→ What to produce
Rewrite the entries below, swapping "sighting tally" for "object count" everywhere it occurs and leaving the rest unchanged.

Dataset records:

────

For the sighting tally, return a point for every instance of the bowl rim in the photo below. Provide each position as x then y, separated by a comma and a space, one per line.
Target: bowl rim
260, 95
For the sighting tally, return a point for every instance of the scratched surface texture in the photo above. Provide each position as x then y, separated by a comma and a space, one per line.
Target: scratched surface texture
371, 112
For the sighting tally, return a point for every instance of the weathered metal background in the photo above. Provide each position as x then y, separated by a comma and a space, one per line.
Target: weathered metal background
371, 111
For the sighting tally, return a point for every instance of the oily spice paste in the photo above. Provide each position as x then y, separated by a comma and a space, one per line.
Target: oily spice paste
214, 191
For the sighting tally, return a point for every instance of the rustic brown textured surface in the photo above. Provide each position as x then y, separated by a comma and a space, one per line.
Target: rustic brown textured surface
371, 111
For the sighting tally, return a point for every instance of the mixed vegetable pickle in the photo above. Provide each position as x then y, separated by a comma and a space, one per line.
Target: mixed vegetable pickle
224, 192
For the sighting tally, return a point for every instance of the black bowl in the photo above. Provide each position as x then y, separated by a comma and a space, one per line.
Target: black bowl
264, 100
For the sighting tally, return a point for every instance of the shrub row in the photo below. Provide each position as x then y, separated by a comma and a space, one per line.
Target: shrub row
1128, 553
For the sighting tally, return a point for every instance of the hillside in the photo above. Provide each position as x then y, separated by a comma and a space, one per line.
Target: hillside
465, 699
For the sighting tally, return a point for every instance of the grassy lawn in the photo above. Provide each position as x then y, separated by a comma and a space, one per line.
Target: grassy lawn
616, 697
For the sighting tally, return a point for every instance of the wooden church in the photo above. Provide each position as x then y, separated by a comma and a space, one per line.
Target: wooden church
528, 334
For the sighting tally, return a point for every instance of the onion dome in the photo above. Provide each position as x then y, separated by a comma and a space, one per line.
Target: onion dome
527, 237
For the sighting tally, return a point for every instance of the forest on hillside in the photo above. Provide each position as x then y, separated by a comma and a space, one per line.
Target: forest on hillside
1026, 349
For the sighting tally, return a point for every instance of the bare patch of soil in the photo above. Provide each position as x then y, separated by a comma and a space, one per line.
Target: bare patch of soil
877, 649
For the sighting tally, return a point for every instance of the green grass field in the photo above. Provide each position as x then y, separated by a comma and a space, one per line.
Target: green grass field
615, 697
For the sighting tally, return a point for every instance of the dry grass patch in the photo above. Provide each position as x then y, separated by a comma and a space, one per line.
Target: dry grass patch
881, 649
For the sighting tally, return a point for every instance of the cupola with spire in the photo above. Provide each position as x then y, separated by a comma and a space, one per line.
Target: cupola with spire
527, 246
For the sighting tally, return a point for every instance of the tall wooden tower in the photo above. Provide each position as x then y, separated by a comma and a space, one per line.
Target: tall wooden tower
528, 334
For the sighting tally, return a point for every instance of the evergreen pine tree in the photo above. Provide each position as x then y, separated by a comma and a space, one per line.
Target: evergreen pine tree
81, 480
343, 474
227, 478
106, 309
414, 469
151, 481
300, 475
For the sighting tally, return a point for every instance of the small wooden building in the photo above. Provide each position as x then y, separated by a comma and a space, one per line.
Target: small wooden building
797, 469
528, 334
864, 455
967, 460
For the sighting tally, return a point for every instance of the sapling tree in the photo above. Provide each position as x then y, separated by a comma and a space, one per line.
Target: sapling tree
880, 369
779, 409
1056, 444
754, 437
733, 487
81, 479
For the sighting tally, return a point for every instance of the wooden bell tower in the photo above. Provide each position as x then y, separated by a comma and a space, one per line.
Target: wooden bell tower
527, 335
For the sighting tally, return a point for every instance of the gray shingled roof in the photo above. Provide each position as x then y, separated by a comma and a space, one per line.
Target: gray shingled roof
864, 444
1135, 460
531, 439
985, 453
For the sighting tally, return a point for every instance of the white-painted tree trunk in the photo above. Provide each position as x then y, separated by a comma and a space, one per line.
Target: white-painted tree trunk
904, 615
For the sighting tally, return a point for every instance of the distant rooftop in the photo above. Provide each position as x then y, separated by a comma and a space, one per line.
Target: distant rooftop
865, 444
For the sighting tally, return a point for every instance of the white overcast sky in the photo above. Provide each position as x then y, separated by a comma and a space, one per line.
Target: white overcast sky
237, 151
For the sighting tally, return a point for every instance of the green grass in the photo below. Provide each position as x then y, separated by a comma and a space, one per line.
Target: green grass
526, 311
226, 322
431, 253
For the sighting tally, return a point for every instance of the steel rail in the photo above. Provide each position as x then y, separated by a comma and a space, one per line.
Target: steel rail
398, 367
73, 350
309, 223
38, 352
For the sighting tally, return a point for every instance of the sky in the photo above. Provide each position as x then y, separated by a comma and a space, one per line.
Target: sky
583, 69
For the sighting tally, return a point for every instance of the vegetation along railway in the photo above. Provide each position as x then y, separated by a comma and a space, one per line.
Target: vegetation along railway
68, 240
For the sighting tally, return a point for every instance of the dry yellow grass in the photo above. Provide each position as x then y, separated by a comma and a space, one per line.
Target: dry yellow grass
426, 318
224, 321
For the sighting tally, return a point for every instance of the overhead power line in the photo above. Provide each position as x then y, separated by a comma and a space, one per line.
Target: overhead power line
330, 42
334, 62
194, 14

────

→ Exercise answer
For the object count, return a point for every instance of the bowl rim in the photo below. Provide each position as x then y, separated by a comma and a space, one per line.
Target: bowl rim
260, 95
For the object count, return a point for every instance of the scratched surface texture in the photo above. Provide each position as x then y, separated by a comma and a space, one per line.
Target: scratched surface texture
371, 112
For the object count, return a point for every instance of the weathered metal background in the photo above. Provide each position as x then y, separated by a comma and a space, one per line.
Target: weathered metal background
371, 111
For the object count, return a point for every instance of the oily spice paste in the photo above. Provide each position as x then y, separated by a comma and a space, one per line.
Target: oily spice paste
214, 191
For the object count, return a point for every instance of the rustic brown textured surface in the photo above. Provide each position as x then y, separated by a comma and a space, one per line.
Target: rustic brown textured surface
371, 111
For the object count, return a point for every instance of the mixed vegetable pickle in the photo above. Provide each position as x then y, separated by a comma and a space, one per line.
Target: mixed vegetable pickle
224, 192
For the object count, return a point for every instance of the black bowl in the photo above. Provide each position as x then y, separated by a comma and a space, one per line.
Target: black bowl
264, 100
For the object count, return a point for every instance of the shrub row in the photo below. Provide each position as x then y, separated by a comma and a space, one per line.
Target: shrub row
1128, 553
For the object count, return a point for every instance of the hillside in the photo above. Provide each position as x then y, separated by a comma and a space, one per line.
Target: hillside
465, 699
For the object count, return a point for every instance of the grassy lawn in the photo above. Provide each position as x then y, separated by a comma and a space, one per line.
Target: grassy lawn
616, 697
For the object count, return a point for every instance of the wooden church in the photo above. Provide each position as x then y, separated by a comma and a space, one per line.
Target: wooden church
528, 334
For the object count, return a point for every instance of the onion dome in the photo above. Provide each position as x then y, separated by a comma and a space, one per line.
Target: onion dome
527, 237
For the object count, return a point for every instance of the forest on hillside in the photo above. Provide each position as x then y, separated by a comma and a space, one per line.
Target: forest on hillside
1026, 349
For the object count, return a point for every instance of the bare patch of soil in the photo above. Provide each position as x then y, separated by a comma and a space, one per line.
Target: bare patch of soil
877, 649
For the object count, return a point for every instance of the green grass field in the photo above. Provide each position as x then y, separated by a comma and a space, one per line.
Target: green grass field
615, 697
For the object count, return a point for every instance of the dry grass patch in the photo above. Provide each position as x then y, separated by a comma and a space, one per line.
Target: dry grass patch
881, 649
For the object count, return a point for every instance of the cupola with spire in the photo above. Provide each position as x then y, separated by a comma and a space, one per line.
Target: cupola with spire
527, 246
For the object count, return a point for every instance of the tall wooden tower in the photo above. Provide each position as x then y, separated by a comma and a space, one per line.
Target: tall wooden tower
528, 334
For the object count, return a point for every instance of the evergreen pine tree in the photo above. Provide each position as x then y, separated by a comma and a space, one per line.
Target: evergreen pine tree
81, 480
343, 474
227, 478
106, 309
414, 469
151, 481
300, 475
For the object count, return a point for every instance of the small wooden building in the photo above. Provide each position as x then y, separated by a comma and a space, one per line.
Target: small wooden building
797, 469
528, 334
864, 455
967, 460
For the object count, return a point for every instance of the sapling tree in the photo above. Provide each position as x then y, separated by a comma and a space, one per line.
Target: sapling tree
880, 369
779, 409
1056, 444
754, 437
733, 487
81, 479
For the object count, return a point for every instance of the wooden bell tower in the photo above. Provide each position as x then y, separated by a comma and a space, one per line.
Target: wooden bell tower
527, 335
For the object count, return a point for every instance of the gray shingled roof in the photo above. Provide each position as x then y, separated by a comma and a space, one per line.
Target: gray shingled roof
864, 444
1135, 460
531, 439
985, 453
For the object count, return a point for every instance of the white-painted tree trunk in the photo above. Provide each position as x then y, separated by a comma and a space, one per line.
Target: white-painted tree trunk
904, 615
For the object count, return a point for every instance of the distant rooftop in the photo above. Provide each position as x then y, separated by a comma and a space, one per line.
Target: distant rooftop
865, 444
For the object count, return a point for every instance of the white overcast sky in the photo above. Provide each position as x then y, separated by a comma and a space, one per line.
Target: white overcast sky
237, 151
For the object count, return a point for every instance of the green grass in the photo below. Provide each position as x then y, separated by a comma and a space, one per line.
Target: green grass
526, 311
226, 322
431, 253
For the object count, return a point for every instance of the steel rail in the photo above. Provide each position as x then y, separated by a comma and a space, one per line.
Target: steel rail
398, 367
73, 350
309, 223
38, 352
For the object count, return a point for every instance of the sky in the photo above. Provide each position as x then y, separated by a comma and a space, one per line.
Target: sky
583, 69
For the object count, return a point for every instance of the vegetation along railway in the photo above. Provide each position as x then y, separated by a comma and a space, one per line.
Target: vegetation along railway
68, 240
For the object count, return a point for every instance of the dry yellow grass in the photo above. Provide each position as x then y, separated by a comma and a space, one per line.
Target: dry yellow grass
426, 318
224, 321
For the object count, return a point for every instance of the overhead power line in the photo above. Provide each position as x then y, separated by a comma and a space, one per line.
Target: overhead power line
330, 42
334, 62
194, 14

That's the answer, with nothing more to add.